Entries from a pointing dataset:
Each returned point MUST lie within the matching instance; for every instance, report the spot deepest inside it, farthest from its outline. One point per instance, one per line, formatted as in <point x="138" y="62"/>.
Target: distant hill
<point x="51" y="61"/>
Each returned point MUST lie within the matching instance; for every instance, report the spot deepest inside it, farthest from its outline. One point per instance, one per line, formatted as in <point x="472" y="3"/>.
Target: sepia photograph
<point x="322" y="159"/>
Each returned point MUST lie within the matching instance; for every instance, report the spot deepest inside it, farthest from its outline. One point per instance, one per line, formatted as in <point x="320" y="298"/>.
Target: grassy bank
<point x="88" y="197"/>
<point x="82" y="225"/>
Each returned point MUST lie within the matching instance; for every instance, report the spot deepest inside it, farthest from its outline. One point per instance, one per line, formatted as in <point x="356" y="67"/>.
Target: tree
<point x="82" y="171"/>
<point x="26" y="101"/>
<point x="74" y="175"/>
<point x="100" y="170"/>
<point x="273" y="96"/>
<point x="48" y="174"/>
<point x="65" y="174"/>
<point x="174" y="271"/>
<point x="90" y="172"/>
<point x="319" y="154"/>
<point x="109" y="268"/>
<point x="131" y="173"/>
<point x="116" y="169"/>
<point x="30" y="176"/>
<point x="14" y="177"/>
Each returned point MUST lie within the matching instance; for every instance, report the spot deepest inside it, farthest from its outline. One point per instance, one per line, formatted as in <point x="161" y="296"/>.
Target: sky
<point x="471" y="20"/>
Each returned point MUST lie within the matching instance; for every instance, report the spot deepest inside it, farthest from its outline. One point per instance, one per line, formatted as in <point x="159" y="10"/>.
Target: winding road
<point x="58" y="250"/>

▸ Written task: Reproduce all of the records above, renaming "Target" to "Object" wherever it occurs and leaving everything else unchanged.

▸ Answer to this task:
Each returned point MUST lie within the matching instance; for every instance, report the spot deepest inside it, farthest from its outline. One point per instance, one per line, formatted as in <point x="138" y="62"/>.
Object: distant hill
<point x="51" y="61"/>
Each returned point MUST lie within the matching instance; for every instance, report the spot deepest inside it, farthest from its outline. One point per instance, one per line, formatted as in <point x="472" y="3"/>.
Object: sepia photograph
<point x="322" y="159"/>
Each returned point MUST lie within the matching instance; for every instance, report the spot deepest inside it, farthest from its outline. One point per instance, one per line, formatted as in <point x="320" y="298"/>.
Object: grassy bank
<point x="88" y="197"/>
<point x="82" y="225"/>
Each returned point MUST lie within the matching instance; for every instance, report the spot deepest inside it, farthest from its outline. One point per instance, one per line, formatted as in <point x="356" y="67"/>.
Object: tree
<point x="82" y="171"/>
<point x="26" y="101"/>
<point x="74" y="175"/>
<point x="100" y="170"/>
<point x="273" y="96"/>
<point x="48" y="174"/>
<point x="65" y="174"/>
<point x="174" y="271"/>
<point x="90" y="172"/>
<point x="319" y="154"/>
<point x="109" y="268"/>
<point x="131" y="173"/>
<point x="116" y="169"/>
<point x="30" y="176"/>
<point x="14" y="177"/>
Each returned point MUST lie within the matching instance; for every instance, report the spot deepest inside it, farthest from its outline. One point per instance, one per line, formatted as in <point x="161" y="296"/>.
Object: sky
<point x="471" y="20"/>
Each returned point MUST lie within the matching instance; for every instance, report the spot deepest inside it, farthest from its outline. One point per instance, one per line, formatted as in <point x="159" y="10"/>.
Object: winding road
<point x="58" y="250"/>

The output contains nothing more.